### Trecho fornecido
>>>>>

Já para os representantes dos professores, a discussão salarial não poderia deixar de ser associada a uma discussão mais ampla da situação geral das universidades públicas. O que explica que em todos os textos oficiais do sindicatos dos docentes consultados o debate sobre os salários vinha associado à discussão sobre o financiamento público do ensino superior, através de temas como: o déficit de professores nas universidades, a degradação da estrutura física, o êxodo dos docentes mais qualificados para as universidades privadas, a redução da qualidade de ensino, etc.

Isto talvez explique a boa receptividade e a atitude simpática dos principais jornais e canais de televisão à greve dos professores universitários. Ou seja, no plano mediático, houve uma relativa vitória dos professores.

Nesta luta pela imagem pública da greve, os professores vão obter aliados importantes e insuspeitos na imprensa. Isto a tal ponto que mesmo os editoriais de alguns dos principais jornais de circulação nacional, tradicionalmente refratários às greves de trabalhadores, reconheciam, senão a validade da greve, ao menos as razões que a desencadearam:

"Esta greve, no entanto, ainda que indevida, não pode ser reduzida a uma reação apenas corporativista de professores descontentes com a política governamental para o ensino superior público. É claro que há nas escolas federais uma cultura corporativa (...). Não obstante, há motivos para protestos. O salários dos docentes, congelado há três anos e meio, está depreciado...Somados, esses fatores apontam para um perigoso desmonte do sistema federal de ensino superior e pesquisa, o qual custou décadas para ser erigido e do qual depende parte importante da capacidade nacional de fazer ciência e tecnologia..." (in Folha de São Paulo, 15/04/98, pp. 1-2)

<<<<<

### Objetivo
Por favor, transcreva sem alterações a parte do trecho sobre a greve dos professores universitários que começa em "Já para os representantes" e segue até "de ensino, etc.".

### Listagem

>>>>>

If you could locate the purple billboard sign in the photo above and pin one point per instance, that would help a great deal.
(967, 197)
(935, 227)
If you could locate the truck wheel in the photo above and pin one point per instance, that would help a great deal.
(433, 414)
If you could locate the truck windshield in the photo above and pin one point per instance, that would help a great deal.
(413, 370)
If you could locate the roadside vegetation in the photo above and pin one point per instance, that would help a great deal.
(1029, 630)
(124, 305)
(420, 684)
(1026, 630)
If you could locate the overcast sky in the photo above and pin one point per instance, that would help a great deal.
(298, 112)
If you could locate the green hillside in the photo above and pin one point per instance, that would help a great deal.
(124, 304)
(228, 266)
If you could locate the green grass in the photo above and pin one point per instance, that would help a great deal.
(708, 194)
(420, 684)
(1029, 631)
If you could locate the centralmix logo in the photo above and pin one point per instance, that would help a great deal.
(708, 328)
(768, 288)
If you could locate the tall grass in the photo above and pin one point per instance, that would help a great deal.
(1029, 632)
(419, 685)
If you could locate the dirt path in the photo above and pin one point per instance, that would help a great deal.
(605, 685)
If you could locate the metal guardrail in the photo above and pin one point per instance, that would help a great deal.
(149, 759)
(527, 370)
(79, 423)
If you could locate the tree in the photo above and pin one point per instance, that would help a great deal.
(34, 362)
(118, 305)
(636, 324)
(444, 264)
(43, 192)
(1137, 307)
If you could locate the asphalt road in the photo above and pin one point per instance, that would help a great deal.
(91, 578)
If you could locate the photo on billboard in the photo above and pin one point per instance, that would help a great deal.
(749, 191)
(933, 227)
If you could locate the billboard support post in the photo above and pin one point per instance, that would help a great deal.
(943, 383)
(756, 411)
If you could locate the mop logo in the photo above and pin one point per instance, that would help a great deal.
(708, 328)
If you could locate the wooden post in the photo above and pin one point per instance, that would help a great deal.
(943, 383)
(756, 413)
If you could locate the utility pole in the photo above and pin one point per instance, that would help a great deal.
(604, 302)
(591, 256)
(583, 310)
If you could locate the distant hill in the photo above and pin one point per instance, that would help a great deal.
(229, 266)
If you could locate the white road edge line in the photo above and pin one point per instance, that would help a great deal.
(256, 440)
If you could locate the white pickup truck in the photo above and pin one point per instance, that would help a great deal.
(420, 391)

<<<<<
>>>>>

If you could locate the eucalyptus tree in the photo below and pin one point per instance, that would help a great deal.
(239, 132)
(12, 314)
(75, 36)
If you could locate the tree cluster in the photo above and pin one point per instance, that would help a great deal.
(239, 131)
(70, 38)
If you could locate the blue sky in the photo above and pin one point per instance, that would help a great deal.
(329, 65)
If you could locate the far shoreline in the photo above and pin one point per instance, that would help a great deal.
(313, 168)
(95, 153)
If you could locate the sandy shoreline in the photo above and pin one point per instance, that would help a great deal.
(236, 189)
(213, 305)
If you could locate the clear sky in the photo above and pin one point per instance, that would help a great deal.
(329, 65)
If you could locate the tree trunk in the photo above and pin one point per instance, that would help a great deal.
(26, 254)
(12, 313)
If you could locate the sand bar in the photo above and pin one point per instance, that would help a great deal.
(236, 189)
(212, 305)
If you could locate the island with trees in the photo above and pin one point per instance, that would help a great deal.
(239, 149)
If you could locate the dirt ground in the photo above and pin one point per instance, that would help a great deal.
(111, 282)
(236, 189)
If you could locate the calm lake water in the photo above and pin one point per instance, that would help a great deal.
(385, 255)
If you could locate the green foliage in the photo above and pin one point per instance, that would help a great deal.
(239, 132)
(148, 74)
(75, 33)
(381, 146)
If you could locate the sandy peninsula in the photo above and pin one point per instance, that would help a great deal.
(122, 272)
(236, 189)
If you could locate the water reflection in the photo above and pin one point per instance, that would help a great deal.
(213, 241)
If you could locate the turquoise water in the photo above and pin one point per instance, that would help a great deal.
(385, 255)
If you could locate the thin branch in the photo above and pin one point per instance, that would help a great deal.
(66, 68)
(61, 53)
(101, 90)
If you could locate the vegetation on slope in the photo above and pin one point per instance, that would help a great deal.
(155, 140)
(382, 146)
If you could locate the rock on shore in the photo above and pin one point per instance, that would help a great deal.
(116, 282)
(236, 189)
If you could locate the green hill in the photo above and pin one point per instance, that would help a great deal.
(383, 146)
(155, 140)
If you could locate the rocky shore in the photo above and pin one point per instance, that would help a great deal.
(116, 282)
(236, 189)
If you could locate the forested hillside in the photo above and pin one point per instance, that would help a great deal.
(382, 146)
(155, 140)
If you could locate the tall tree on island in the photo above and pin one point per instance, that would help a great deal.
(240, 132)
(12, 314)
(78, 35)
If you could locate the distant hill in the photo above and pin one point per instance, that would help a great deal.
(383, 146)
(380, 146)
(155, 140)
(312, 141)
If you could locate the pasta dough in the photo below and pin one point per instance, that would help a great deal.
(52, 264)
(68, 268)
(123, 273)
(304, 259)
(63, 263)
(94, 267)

<<<<<

### Resposta
Já para os representantes dos professores, a discussão salarial não poderia deixar de ser associada a uma discussão mais ampla da situação geral das universidades públicas. O que explica que em todos os textos oficiais do sindicatos dos docentes consultados o debate sobre os salários vinha associado à discussão sobre o financiamento público do ensino superior, através de temas como: o déficit de professores nas universidades, a degradação da estrutura física, o êxodo dos docentes mais qualificados para as universidades privadas, a redução da qualidade de ensino, etc.